(Part of a data file)
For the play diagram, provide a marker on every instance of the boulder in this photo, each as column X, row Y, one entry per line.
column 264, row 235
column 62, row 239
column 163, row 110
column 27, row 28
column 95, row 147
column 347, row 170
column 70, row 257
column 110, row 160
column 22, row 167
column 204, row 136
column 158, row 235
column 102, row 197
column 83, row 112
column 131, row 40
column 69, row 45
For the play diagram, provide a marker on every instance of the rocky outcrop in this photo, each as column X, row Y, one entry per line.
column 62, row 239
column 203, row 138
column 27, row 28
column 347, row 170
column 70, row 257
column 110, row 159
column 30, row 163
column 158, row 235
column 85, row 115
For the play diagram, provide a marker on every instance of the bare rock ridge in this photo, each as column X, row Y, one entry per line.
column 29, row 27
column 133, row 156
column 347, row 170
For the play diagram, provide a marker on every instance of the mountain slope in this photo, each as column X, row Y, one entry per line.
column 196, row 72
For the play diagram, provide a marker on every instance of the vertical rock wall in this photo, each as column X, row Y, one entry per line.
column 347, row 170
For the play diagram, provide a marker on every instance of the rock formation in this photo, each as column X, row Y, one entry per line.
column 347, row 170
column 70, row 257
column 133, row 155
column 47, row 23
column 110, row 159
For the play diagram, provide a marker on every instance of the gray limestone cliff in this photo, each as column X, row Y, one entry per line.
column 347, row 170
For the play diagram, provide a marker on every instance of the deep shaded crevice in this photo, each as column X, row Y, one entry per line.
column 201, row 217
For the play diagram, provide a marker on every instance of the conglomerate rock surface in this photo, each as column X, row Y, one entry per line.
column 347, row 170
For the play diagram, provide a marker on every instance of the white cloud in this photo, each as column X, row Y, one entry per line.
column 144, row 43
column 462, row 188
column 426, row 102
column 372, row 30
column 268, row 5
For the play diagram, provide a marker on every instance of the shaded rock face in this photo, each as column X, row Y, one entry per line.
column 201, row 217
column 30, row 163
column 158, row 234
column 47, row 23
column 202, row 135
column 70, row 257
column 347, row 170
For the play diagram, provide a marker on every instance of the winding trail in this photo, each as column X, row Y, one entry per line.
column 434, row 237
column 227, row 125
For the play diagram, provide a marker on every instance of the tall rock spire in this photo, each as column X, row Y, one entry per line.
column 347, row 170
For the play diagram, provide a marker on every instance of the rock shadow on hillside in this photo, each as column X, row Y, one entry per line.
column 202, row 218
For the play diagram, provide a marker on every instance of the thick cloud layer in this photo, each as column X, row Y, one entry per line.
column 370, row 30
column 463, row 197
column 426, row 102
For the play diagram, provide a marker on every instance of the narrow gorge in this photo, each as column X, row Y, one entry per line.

● Exercise description
Can you repeat every one of the entries above, line for line, with nothing changed?

● Task solution
For the play diagram, provide a marker on every instance of the boulder in this photo, each as column X, row Y, one entry per line.
column 264, row 235
column 62, row 239
column 163, row 110
column 27, row 28
column 95, row 147
column 347, row 170
column 70, row 257
column 110, row 160
column 22, row 167
column 204, row 136
column 158, row 235
column 102, row 197
column 83, row 112
column 131, row 40
column 69, row 45
For the play diagram, provide a marker on every instance of the rocky outcrop in this photo, each as column X, row Y, one entry per line.
column 62, row 239
column 203, row 138
column 27, row 28
column 347, row 170
column 70, row 257
column 110, row 159
column 30, row 163
column 158, row 235
column 85, row 115
For the play diagram, provide a marker on every instance of the bare rock ridge in this photo, each as column X, row Y, one entry per line.
column 29, row 27
column 133, row 156
column 347, row 170
For the play diagram, provide a marker on every instance of the mountain slope in this photo, each as column X, row Y, one entry per line.
column 196, row 72
For the play diagram, provide a marker on every instance of the vertical rock wall in this photo, each as column X, row Y, one entry per line.
column 347, row 170
For the play diagram, provide a marker on every instance of the rock formation in this photo, each as column X, row Y, one entry per line.
column 347, row 170
column 70, row 257
column 133, row 155
column 47, row 23
column 110, row 159
For the play diagram, provide a marker on every instance of the gray limestone cliff in this photo, each as column X, row Y, one entry per line.
column 347, row 170
For the play diagram, provide a marker on every instance of the deep shaded crevice in this photo, each as column X, row Y, one entry per line.
column 201, row 217
For the play diagram, provide a marker on every instance of the conglomerate rock surface in this photo, each as column X, row Y, one entry per line.
column 347, row 170
For the play diagram, provide a marker on every instance of the white cloud in this photo, each as column X, row Y, one entry per line.
column 144, row 43
column 462, row 188
column 426, row 102
column 372, row 30
column 268, row 5
For the play diagram, provide a marker on every instance of the shaded rock face in this photo, each as column X, row Y, one entry per line.
column 201, row 217
column 30, row 163
column 158, row 234
column 47, row 23
column 202, row 135
column 70, row 257
column 347, row 170
For the play diagram, provide a marker on every instance of the winding trail in this photo, each as column X, row Y, one entry per line.
column 434, row 237
column 227, row 125
For the play diagram, provide a marker on every instance of the tall rock spire in this photo, each as column X, row Y, one entry per line.
column 347, row 170
For the play diagram, provide a marker on every instance of the rock shadow on hillside in this photo, each as column X, row Y, one entry per line.
column 202, row 218
For the play diagram, provide a marker on every instance of the thick cloud layer in this photo, each as column X, row Y, one entry per line.
column 370, row 30
column 463, row 197
column 426, row 102
For the play diagram, provide a marker on every instance of the narrow gorge in this photo, each as column X, row Y, one entry per line.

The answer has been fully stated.